● **Your task**
Repeat the entries exactly as they stand.

● **Given records**
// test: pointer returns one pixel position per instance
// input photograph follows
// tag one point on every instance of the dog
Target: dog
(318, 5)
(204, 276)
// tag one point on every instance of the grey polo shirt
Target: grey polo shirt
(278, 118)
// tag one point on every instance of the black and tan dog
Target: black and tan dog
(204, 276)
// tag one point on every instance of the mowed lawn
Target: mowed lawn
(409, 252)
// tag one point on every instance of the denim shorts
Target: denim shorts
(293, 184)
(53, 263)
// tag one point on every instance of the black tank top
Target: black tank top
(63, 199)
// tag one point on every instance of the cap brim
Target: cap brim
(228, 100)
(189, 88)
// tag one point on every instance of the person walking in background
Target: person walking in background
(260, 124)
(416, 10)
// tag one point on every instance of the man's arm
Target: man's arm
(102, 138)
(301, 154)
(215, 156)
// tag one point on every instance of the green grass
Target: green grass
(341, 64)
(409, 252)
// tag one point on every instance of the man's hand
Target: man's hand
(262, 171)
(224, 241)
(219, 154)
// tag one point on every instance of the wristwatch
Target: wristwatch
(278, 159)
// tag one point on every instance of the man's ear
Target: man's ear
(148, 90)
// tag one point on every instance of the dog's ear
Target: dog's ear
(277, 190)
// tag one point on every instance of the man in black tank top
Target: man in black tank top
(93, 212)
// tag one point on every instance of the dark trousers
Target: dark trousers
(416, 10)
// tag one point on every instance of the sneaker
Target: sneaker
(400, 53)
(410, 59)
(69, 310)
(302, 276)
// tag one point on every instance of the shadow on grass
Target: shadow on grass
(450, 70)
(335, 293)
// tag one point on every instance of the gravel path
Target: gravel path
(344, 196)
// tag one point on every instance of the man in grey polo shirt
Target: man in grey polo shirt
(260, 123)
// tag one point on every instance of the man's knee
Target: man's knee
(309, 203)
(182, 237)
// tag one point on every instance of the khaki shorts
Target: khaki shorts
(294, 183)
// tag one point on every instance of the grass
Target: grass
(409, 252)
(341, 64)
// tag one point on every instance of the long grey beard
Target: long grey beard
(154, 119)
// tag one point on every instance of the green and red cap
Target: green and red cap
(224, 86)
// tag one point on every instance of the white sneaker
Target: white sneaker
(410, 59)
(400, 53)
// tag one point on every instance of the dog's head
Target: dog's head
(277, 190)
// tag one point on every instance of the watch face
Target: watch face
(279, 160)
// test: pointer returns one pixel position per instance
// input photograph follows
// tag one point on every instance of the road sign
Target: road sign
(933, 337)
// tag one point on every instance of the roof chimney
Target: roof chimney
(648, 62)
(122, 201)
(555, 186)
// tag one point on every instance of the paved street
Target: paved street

● **Solution to this exercise**
// test: pointer returns one pixel position per instance
// input photograph follows
// tag one point on every instance of the dog
Target: dog
(318, 5)
(204, 276)
// tag one point on every instance of the grey polo shirt
Target: grey polo shirt
(278, 118)
// tag one point on every instance of the black and tan dog
Target: black and tan dog
(204, 276)
// tag one point on every instance of the mowed lawn
Target: mowed lawn
(409, 252)
// tag one point on every instance of the denim shorts
Target: denim shorts
(293, 184)
(53, 263)
// tag one point on every instance of the black tank top
Target: black tank top
(63, 199)
// tag one point on every instance of the cap brim
Target: cap brim
(228, 100)
(189, 88)
// tag one point on every instance of the person walking in background
Target: person walking in background
(260, 124)
(416, 10)
// tag one point on every instance of the man's arm
Target: man's arm
(102, 138)
(301, 154)
(215, 156)
// tag one point on every instance of the green grass
Target: green grass
(341, 64)
(409, 252)
// tag one point on every instance of the man's hand
Target: man's hand
(262, 171)
(224, 241)
(219, 154)
// tag one point on every instance of the wristwatch
Target: wristwatch
(278, 159)
// tag one point on every instance of the man's ear
Target: man's ear
(148, 90)
// tag one point on every instance of the dog's ear
Target: dog's ear
(277, 190)
// tag one point on every instance of the man in black tank top
Target: man in black tank top
(93, 212)
// tag one point on every instance of the dark trousers
Target: dark trousers
(416, 10)
// tag one point on every instance of the sneaker
Target: sneaker
(400, 53)
(410, 59)
(69, 310)
(302, 276)
// tag one point on every instance of the shadow on grass
Target: shadow on grass
(450, 70)
(335, 293)
// tag one point on every instance of the gravel path
Target: gravel path
(344, 196)
// tag one point on every instance of the man in grey polo shirt
Target: man in grey polo shirt
(260, 123)
// tag one point on every instance of the man's knee
Target: man's knee
(309, 203)
(182, 237)
// tag one point on every instance of the khaki shorts
Target: khaki shorts
(294, 183)
// tag one point on every instance of the grass
Target: grass
(409, 252)
(341, 64)
// tag one point on every instance of the long grey beard
Target: long grey beard
(154, 119)
// tag one point on every instance of the green and red cap
Target: green and red cap
(224, 86)
// tag one point on every instance of the white sneaker
Target: white sneaker
(410, 59)
(400, 53)
// tag one point on every instance of the dog's head
Target: dog's head
(277, 190)
// tag one point on every instance of the watch face
Target: watch face
(279, 160)
// test: pointer returns one pixel position per instance
// input photograph follows
// tag one point on every instance of the road sign
Target: road sign
(933, 337)
// tag one point on every instance of the roof chimney
Target: roof chimney
(648, 62)
(122, 201)
(555, 186)
// tag one point on every instance of the paved street
Target: paved street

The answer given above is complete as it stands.